=== Records to use ===

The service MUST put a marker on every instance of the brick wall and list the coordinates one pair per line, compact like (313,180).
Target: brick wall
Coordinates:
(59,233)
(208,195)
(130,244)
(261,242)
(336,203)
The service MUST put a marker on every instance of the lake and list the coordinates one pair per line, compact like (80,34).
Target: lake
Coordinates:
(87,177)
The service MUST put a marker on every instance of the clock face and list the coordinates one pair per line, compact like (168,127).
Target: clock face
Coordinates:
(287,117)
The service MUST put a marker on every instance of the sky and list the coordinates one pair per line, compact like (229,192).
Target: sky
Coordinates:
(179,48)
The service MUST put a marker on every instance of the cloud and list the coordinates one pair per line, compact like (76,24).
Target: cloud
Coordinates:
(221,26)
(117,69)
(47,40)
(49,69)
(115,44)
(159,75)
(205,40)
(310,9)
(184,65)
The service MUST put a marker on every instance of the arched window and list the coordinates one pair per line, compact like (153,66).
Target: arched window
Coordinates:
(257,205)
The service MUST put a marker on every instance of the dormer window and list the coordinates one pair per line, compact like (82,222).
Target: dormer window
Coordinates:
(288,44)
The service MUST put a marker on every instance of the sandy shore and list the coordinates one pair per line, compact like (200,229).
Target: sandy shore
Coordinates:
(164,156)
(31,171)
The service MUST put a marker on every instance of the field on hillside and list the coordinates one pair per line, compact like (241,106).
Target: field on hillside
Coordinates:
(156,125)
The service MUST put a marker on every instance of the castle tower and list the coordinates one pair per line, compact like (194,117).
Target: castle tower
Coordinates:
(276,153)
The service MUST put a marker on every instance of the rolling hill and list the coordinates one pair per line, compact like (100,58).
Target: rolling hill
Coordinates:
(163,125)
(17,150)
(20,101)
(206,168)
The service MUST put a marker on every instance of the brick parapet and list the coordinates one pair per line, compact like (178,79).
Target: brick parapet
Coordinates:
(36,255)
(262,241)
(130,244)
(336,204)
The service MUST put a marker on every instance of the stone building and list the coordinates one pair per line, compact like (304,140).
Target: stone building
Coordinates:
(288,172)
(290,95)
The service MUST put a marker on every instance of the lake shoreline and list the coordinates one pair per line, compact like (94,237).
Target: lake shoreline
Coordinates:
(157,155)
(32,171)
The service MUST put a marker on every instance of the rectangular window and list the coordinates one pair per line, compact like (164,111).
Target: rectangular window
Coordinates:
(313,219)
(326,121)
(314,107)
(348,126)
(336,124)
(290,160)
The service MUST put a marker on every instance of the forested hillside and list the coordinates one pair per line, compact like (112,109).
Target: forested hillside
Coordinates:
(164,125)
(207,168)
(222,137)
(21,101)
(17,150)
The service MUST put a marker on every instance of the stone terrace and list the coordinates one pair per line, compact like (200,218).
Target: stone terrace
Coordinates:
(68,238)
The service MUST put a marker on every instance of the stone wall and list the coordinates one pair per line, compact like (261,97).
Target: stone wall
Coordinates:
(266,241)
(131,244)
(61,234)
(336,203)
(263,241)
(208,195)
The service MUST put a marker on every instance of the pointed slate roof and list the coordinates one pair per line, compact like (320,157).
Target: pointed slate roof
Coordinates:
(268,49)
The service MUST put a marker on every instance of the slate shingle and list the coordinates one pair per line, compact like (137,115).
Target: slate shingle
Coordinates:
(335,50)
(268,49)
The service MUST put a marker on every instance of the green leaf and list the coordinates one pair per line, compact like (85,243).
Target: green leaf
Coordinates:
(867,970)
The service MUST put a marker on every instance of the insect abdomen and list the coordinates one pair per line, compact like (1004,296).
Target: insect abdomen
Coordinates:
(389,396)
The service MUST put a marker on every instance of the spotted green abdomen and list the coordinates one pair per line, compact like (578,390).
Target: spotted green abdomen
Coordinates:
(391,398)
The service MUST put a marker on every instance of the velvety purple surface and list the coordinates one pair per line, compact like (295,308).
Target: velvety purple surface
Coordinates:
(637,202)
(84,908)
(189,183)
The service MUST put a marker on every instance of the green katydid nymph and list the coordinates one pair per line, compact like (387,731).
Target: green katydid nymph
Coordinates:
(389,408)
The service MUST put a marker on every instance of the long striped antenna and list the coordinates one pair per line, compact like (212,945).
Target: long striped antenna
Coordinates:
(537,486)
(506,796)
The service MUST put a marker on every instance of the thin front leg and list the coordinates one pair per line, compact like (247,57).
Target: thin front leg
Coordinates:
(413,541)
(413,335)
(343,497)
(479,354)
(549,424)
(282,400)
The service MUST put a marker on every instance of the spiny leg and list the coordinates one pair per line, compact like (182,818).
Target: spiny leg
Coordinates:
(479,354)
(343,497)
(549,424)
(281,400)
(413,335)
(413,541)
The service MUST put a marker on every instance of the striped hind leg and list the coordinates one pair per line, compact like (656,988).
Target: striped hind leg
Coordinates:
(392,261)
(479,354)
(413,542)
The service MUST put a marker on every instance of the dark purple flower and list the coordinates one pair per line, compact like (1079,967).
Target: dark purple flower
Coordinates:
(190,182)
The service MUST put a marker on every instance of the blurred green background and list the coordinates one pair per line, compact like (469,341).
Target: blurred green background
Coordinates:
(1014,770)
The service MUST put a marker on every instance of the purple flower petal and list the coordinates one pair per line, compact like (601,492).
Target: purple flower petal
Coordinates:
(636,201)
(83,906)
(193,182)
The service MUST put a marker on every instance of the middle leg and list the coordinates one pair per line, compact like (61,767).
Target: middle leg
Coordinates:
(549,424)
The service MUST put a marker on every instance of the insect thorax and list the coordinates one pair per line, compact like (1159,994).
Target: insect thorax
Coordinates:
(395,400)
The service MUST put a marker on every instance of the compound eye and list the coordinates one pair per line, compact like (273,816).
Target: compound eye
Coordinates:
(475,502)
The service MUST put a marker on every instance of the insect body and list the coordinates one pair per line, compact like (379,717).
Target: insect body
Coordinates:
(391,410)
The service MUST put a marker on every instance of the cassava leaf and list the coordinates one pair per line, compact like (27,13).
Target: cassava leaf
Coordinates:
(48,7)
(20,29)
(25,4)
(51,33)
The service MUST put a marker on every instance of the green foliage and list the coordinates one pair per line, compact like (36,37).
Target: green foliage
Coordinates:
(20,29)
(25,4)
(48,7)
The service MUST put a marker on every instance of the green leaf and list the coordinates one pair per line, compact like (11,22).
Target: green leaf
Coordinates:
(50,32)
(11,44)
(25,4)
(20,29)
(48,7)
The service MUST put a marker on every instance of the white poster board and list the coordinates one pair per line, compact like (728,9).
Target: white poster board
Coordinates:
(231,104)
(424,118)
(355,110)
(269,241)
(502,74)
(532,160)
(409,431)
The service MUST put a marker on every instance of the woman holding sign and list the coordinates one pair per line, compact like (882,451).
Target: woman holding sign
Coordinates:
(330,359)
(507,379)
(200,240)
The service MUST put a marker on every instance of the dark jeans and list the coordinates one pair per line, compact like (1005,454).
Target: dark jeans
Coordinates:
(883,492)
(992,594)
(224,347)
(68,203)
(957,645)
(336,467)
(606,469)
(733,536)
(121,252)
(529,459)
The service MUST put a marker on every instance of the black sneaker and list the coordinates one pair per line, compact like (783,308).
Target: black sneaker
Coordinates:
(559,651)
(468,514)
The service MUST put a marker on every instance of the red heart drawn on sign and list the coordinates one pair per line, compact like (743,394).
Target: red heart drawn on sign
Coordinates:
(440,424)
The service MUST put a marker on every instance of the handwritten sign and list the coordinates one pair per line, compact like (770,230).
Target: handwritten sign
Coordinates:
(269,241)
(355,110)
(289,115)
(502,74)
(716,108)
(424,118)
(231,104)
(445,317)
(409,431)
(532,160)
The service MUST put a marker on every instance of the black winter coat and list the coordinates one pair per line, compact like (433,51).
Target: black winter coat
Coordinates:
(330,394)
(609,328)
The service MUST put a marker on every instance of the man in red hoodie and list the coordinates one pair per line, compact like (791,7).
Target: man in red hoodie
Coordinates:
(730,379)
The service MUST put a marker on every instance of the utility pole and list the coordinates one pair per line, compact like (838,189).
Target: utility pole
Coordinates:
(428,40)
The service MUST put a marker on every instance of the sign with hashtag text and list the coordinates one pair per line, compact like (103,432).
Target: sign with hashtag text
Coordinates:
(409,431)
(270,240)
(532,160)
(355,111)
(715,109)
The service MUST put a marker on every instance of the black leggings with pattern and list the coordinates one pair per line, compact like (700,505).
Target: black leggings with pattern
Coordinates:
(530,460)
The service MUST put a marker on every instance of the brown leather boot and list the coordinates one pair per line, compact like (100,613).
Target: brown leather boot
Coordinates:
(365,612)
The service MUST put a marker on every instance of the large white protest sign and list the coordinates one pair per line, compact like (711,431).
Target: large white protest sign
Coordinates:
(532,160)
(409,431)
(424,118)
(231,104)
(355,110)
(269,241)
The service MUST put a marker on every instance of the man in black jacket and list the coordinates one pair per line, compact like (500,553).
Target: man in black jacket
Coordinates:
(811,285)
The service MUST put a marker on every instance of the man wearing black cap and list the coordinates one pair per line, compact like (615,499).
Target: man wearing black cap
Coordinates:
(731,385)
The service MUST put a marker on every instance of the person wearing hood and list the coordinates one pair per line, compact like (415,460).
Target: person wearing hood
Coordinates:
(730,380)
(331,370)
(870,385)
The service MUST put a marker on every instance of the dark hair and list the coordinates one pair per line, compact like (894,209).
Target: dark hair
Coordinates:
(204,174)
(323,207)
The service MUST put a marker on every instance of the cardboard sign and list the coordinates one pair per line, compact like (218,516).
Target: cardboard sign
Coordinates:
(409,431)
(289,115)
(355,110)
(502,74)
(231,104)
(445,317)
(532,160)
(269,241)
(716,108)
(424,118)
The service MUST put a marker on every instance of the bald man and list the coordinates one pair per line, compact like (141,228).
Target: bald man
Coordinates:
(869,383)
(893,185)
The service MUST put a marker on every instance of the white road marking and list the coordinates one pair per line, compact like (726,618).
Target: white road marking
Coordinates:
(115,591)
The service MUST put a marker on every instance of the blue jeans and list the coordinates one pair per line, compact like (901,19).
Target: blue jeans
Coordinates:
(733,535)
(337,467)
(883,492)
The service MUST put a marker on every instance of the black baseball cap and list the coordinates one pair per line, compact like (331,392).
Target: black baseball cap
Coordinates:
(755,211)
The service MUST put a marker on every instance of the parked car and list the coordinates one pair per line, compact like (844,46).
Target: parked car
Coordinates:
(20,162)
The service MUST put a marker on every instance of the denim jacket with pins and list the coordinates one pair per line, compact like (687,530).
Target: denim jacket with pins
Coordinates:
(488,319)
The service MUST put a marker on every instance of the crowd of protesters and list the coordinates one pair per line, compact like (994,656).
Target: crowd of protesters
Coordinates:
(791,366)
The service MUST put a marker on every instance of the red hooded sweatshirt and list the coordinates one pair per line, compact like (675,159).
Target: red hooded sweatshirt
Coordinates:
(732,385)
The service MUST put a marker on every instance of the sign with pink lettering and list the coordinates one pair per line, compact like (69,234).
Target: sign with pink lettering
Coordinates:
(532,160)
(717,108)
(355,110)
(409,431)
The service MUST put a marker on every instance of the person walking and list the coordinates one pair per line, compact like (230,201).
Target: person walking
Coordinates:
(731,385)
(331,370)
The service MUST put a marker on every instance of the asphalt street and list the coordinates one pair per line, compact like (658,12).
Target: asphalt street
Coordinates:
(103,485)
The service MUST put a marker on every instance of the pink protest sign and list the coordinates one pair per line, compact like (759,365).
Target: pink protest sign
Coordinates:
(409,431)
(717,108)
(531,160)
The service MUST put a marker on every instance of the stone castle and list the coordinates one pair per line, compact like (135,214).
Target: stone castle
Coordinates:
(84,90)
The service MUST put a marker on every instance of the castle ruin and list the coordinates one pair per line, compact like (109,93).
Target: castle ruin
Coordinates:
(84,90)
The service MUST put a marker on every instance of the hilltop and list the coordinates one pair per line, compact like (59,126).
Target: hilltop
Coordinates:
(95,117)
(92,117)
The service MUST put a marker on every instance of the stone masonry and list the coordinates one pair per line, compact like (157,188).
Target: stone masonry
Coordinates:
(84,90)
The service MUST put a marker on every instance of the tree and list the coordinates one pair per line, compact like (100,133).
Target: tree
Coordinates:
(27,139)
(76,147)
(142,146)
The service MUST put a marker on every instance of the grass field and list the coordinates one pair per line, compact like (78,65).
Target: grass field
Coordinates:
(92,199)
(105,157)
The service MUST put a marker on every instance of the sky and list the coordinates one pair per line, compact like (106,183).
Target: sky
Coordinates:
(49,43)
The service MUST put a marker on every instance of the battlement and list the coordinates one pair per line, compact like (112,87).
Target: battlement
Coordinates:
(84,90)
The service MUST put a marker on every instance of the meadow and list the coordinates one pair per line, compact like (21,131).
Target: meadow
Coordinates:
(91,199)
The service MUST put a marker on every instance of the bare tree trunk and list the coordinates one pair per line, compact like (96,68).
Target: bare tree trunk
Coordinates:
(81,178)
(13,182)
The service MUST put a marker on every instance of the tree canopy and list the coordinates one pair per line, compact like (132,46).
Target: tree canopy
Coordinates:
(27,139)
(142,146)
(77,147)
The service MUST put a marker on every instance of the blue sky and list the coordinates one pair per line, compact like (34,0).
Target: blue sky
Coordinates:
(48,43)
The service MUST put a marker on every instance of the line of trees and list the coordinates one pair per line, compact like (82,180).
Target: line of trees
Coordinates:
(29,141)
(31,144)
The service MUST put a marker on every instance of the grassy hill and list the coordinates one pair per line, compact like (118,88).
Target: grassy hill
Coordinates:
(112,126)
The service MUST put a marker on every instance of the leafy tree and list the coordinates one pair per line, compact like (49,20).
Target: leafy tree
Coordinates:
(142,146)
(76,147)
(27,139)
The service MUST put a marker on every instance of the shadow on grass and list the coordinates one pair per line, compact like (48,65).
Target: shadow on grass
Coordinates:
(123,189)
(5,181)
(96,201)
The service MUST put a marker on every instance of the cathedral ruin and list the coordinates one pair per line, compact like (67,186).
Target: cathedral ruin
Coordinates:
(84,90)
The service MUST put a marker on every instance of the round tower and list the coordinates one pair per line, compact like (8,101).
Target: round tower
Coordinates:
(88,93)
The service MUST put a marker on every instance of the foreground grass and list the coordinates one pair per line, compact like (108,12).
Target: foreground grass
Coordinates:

===

[Prompt]
Reproduce exactly the lines from the one containing "compact like (112,87)." through the last line of the records above, including both, and nothing else.

[Written reply]
The service MUST put a marker on every instance of the battlement and list the coordinates one pair per line, compact like (112,87).
Target: battlement
Coordinates:
(84,90)
The service MUST put a marker on every instance of the meadow and list the coordinates one pair per line, compact like (21,131).
Target: meadow
Coordinates:
(91,199)
The service MUST put a marker on every instance of the bare tree trunk and list the coordinates one pair per line, compact like (96,68).
Target: bare tree trunk
Coordinates:
(81,178)
(13,182)
The service MUST put a marker on every instance of the tree canopy and list the coordinates one pair per line, compact like (132,46).
Target: tree canopy
Coordinates:
(27,139)
(142,146)
(77,147)
The service MUST put a marker on every instance of the blue sky and list the coordinates one pair per line, compact like (34,0).
Target: blue sky
Coordinates:
(48,43)
The service MUST put a marker on every instance of the line of trees and list the coordinates one pair per line, compact like (82,180).
Target: line of trees
Coordinates:
(29,141)
(31,144)
The service MUST put a marker on every instance of the grassy hill and list the coordinates one pair per line, compact like (118,88).
Target: grassy hill
Coordinates:
(112,126)
The service MUST put a marker on every instance of the leafy tree and list the coordinates one pair per line, compact like (49,20).
Target: leafy tree
Coordinates:
(142,146)
(76,147)
(27,139)
The service MUST put a marker on every instance of the shadow on grass and list the coordinates one pair per line, compact like (48,65).
Target: shadow on grass
Coordinates:
(123,189)
(5,181)
(96,201)
The service MUST put a marker on every instance of the cathedral ruin and list the coordinates one pair per line, compact like (67,186).
Target: cathedral ruin
Coordinates:
(84,90)
The service MUST put a marker on every instance of the round tower and list the coordinates one pair per line, compact like (8,101).
Target: round tower
Coordinates:
(88,93)
The service MUST put a marker on every instance of the foreground grass and list the coordinates one pair per line, compact like (108,12).
Target: foreground grass
Coordinates:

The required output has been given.